== What is required ==
Everything from the line that contains "Drone-based agricultural survey in progress. Pinpoint window" through the final line of the records below should be quoted exactly, except the pictures.

== Image box annotation records ==
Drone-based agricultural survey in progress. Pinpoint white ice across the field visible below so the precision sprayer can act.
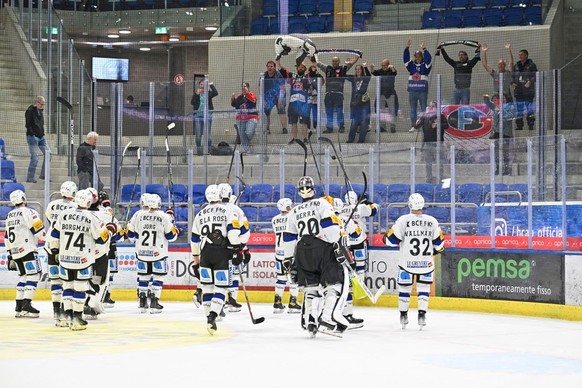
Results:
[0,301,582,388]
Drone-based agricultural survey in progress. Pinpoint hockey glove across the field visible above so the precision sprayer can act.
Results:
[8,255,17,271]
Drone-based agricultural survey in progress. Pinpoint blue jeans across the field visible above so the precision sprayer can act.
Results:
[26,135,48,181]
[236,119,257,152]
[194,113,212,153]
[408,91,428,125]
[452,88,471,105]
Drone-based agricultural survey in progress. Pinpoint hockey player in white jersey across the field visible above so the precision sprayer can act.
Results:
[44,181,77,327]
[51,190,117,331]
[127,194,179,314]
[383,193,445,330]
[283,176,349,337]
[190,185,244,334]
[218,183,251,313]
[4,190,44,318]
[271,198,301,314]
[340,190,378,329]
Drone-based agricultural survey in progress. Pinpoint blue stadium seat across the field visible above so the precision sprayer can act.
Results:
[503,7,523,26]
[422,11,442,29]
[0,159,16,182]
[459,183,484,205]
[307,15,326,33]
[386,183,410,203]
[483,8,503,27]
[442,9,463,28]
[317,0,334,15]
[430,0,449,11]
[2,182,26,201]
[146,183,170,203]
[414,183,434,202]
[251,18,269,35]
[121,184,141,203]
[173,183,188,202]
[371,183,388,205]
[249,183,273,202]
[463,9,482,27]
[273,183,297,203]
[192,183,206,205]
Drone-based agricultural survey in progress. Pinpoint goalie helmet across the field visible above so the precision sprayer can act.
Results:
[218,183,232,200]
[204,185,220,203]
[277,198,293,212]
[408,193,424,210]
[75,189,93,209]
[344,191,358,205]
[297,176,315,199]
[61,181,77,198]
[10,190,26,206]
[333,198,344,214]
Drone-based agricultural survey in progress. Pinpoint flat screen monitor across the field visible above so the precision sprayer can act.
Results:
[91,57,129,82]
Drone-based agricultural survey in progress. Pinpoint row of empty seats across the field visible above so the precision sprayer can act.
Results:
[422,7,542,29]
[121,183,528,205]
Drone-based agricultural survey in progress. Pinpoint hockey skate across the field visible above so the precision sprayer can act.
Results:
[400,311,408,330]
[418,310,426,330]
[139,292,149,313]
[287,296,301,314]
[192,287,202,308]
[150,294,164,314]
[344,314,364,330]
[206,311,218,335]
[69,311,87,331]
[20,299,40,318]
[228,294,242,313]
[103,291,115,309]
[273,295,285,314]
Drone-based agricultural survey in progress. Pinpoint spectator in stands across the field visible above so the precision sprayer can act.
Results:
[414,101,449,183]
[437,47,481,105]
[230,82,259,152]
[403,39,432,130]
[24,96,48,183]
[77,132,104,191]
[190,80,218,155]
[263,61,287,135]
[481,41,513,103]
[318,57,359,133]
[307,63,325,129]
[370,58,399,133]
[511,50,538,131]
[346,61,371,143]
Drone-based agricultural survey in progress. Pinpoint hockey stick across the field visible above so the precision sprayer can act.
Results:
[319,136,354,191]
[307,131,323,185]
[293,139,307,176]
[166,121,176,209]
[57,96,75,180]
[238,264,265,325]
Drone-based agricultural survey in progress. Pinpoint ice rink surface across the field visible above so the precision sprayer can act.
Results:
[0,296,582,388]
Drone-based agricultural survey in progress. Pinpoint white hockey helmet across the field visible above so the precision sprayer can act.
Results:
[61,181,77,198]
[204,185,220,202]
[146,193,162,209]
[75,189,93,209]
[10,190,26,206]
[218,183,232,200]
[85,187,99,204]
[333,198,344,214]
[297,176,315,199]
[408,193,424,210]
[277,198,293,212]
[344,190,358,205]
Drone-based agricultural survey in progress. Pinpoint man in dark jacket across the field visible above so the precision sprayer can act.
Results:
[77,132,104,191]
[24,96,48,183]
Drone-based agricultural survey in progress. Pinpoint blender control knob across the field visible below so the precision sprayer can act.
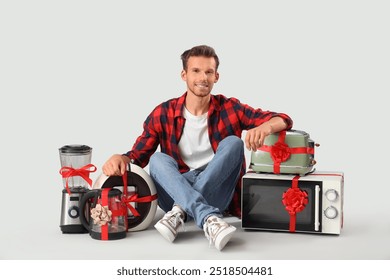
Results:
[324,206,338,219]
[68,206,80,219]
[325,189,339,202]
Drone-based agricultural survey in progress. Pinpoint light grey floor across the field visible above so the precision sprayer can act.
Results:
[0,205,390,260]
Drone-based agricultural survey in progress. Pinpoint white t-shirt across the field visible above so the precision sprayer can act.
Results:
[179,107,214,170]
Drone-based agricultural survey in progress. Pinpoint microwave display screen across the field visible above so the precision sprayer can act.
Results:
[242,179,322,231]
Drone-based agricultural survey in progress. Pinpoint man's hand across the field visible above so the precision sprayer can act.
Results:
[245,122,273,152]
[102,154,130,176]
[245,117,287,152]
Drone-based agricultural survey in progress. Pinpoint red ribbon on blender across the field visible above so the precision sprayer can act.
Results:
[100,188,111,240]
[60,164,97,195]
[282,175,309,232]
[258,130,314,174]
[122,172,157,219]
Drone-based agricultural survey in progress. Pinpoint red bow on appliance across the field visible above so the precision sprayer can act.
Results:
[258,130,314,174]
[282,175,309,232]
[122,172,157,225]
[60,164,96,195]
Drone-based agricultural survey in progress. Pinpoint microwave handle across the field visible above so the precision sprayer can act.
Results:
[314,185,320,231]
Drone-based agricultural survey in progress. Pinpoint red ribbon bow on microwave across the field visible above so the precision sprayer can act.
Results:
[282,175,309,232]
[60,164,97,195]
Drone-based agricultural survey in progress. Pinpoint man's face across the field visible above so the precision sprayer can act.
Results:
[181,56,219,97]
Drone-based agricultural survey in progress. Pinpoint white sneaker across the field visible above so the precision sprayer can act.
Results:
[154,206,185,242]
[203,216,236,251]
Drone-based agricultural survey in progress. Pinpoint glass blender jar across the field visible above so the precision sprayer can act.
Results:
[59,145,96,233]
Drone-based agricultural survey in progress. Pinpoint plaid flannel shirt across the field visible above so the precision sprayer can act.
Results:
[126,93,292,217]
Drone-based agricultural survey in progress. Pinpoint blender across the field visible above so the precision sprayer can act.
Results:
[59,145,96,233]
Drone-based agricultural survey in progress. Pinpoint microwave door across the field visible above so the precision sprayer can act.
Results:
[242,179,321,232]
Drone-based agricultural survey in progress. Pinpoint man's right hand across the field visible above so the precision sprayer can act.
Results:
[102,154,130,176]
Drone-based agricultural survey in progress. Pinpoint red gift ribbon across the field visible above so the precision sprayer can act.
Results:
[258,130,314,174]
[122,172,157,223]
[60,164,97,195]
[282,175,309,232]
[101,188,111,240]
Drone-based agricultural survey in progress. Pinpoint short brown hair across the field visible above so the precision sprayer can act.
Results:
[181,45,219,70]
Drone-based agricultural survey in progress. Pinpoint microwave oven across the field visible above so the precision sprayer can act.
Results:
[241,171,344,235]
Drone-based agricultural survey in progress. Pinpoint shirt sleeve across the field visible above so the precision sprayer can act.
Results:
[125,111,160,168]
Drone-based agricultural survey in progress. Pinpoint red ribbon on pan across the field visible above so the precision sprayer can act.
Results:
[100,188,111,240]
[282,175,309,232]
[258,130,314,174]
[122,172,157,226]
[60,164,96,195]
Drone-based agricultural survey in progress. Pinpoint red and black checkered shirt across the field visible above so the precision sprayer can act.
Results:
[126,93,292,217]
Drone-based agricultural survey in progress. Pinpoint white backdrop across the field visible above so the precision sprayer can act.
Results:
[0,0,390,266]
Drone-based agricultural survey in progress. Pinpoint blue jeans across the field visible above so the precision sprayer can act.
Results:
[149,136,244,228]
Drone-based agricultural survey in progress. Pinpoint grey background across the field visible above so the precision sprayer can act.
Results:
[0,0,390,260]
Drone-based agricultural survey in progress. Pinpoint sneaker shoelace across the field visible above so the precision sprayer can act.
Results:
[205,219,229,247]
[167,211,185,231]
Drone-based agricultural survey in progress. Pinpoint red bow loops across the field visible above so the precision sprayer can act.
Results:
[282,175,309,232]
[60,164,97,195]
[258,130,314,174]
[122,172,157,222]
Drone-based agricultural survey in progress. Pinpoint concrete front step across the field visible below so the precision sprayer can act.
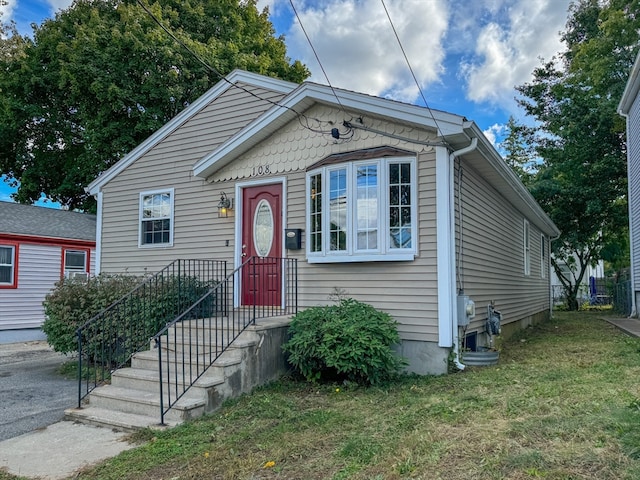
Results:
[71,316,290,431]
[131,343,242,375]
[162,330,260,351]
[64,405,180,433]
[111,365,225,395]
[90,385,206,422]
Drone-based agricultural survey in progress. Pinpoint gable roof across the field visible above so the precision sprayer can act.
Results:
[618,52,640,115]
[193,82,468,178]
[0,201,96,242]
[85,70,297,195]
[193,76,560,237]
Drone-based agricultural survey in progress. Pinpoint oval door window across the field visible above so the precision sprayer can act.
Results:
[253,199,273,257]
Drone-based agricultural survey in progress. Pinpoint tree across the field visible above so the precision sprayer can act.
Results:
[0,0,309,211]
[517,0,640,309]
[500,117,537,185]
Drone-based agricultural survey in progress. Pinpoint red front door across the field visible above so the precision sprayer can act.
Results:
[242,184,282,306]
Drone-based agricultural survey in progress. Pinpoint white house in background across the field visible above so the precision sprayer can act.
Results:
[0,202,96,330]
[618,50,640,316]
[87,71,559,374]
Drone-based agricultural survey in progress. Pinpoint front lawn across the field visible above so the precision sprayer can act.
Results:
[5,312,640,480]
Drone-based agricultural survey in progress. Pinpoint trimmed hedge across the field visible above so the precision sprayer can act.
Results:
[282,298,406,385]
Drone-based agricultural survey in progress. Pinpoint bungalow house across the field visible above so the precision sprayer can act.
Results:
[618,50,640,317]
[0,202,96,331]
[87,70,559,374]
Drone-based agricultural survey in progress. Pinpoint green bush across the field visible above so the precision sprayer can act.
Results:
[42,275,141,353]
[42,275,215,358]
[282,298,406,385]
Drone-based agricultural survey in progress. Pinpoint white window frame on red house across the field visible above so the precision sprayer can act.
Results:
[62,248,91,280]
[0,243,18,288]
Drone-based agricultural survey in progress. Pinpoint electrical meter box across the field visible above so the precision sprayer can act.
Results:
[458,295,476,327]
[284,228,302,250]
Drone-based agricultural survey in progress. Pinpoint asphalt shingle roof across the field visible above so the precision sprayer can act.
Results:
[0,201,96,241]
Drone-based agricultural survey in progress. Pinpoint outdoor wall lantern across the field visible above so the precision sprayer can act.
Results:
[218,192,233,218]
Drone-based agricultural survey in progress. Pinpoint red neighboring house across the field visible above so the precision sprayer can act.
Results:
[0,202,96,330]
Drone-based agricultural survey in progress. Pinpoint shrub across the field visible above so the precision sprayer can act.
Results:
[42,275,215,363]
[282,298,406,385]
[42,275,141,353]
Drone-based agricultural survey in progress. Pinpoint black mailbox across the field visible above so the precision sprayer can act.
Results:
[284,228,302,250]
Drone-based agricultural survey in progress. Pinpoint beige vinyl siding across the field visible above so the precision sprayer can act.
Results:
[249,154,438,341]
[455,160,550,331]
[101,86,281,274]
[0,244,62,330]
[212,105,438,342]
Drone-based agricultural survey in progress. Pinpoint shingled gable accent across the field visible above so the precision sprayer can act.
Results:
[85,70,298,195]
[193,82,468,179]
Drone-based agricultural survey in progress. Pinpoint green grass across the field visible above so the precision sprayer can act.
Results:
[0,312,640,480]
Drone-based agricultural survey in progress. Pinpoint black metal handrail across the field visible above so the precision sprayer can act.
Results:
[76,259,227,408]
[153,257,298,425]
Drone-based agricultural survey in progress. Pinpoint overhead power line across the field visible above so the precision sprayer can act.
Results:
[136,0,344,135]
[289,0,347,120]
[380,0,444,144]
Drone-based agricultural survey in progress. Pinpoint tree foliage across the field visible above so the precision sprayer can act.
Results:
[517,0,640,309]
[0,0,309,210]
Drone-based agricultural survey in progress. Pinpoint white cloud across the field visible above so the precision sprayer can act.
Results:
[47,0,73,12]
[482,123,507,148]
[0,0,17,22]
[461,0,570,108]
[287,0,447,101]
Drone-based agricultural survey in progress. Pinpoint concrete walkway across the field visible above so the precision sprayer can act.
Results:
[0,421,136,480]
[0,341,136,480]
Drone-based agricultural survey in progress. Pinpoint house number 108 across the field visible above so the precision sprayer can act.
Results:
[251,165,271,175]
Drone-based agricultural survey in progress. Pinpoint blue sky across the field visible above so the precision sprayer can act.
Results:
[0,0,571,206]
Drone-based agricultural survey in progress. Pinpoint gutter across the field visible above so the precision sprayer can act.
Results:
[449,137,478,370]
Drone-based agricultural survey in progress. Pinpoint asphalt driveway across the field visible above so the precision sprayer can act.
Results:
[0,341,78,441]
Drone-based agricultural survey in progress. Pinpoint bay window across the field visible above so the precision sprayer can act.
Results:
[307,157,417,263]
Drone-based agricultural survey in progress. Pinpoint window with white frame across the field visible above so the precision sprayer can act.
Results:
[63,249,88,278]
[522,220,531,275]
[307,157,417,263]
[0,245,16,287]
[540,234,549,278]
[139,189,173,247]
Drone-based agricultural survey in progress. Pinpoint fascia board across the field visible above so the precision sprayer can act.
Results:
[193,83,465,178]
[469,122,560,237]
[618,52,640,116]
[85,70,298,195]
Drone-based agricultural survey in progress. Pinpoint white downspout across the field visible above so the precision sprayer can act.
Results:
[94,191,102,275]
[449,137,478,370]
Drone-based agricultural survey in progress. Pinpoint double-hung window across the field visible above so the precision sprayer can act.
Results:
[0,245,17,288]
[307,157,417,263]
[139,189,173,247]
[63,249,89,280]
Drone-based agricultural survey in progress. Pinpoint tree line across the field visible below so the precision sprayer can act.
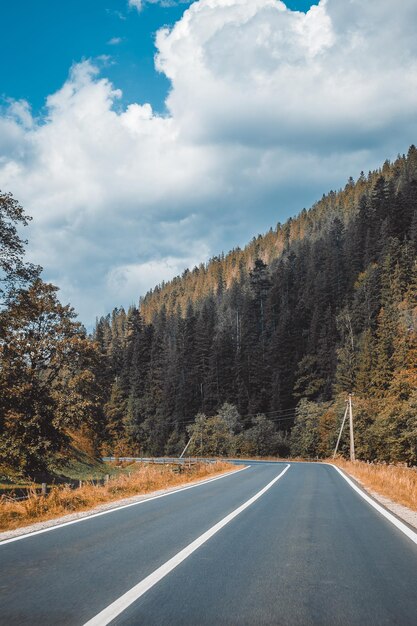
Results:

== Written answer ==
Drone-based agricultural survey in progress. Pinpoint window with white frame across the field visible above so the precision sprayer can act.
Results:
[63,249,88,278]
[522,220,531,275]
[307,157,417,263]
[0,245,16,287]
[540,234,549,278]
[139,189,173,247]
Drone-based agricultural survey in progress. Pinpoint fascia board across the field visible above so the precision sprayer can act.
Results:
[193,83,465,178]
[469,122,560,237]
[618,52,640,116]
[85,70,298,195]
Drone-based agricultural survey in progress. Pinpoint white downspout across the field visible above so the precision sprayer can act.
Results:
[94,191,102,275]
[449,137,478,370]
Drone-based agricultural survey in progress. Pinpoint double-hung window across the field visible above so the precision sprayer can act.
Results:
[0,245,17,288]
[307,157,417,263]
[139,189,173,247]
[63,249,89,280]
Drone-based agricultural survey in progress. Pinpoint tree line across the field visible below so the precision sprayer can act.
Results:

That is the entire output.